■ Document section ■
▬▬▬

User Story 2 - Bot Management Interface (Priority: P2)

Platform administrators can configure, start, stop, and monitor bots through a web-based management interface without editing configuration files or restarting services.

Why this priority: Essential for operational management and enables non-developer administrators to manage bots. Required for long-term maintainability but bot can work without it initially.

Independent Test: Can be tested by accessing management interface, creating a test bot instance, and verifying it appears in Matrix - demonstrates full bot lifecycle management.

▬▬▬

■ Supplied material ■
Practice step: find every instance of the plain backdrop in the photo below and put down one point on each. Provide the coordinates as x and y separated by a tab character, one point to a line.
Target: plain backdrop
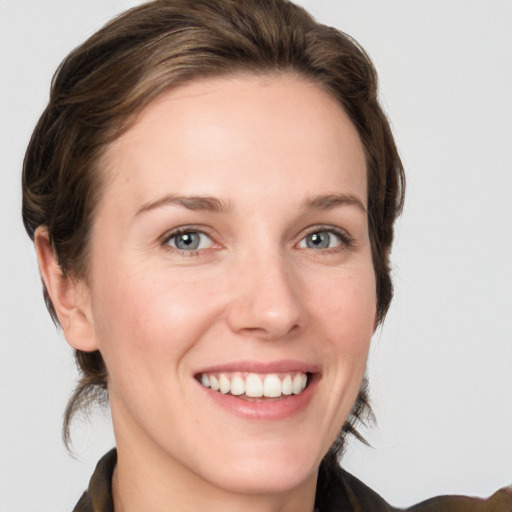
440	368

▬▬▬

■ Task instructions ■
In the bot management user story, which three steps make up the independent test?

■ Response ■
Accessing the management interface, creating a test bot instance, and verifying that it appears in Matrix.